INSTRUCTIONS FOR THE TASK: Instruction for the data below: set down exactly the lines from the line with "Target: tree" to the line with "Target: distant treeline", inclusive, and no others.

*** RECORD SET Section Begins ***

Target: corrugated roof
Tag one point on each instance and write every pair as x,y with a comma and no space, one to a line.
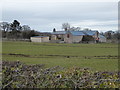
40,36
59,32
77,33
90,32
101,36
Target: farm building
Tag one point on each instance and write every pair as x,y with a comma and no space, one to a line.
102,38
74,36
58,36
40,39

*** RECORD SET Section Ends ***
*** RECORD SET Section Begins ***

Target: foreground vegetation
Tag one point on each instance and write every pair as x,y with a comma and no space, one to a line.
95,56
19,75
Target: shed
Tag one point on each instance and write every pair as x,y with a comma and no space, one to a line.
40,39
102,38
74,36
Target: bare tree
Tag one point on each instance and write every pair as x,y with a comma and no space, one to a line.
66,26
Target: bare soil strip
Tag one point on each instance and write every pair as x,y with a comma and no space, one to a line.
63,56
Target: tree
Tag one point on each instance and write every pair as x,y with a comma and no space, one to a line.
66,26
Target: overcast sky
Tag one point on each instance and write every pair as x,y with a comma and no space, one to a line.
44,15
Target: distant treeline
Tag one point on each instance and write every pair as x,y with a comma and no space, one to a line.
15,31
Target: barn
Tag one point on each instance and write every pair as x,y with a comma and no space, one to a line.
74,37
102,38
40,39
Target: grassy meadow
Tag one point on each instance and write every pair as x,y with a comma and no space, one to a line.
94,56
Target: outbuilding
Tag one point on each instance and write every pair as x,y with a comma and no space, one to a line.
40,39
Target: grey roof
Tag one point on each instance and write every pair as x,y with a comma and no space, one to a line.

*** RECORD SET Section Ends ***

OUTPUT OF THE TASK:
Target: tree
Tag one point on each instance and write every pair as x,y with a comma and no space, one to a line.
66,26
Target: overcast sky
Tag one point on each instance and write every pair as x,y with a comma and no space, one to a line.
44,15
Target: distant treeline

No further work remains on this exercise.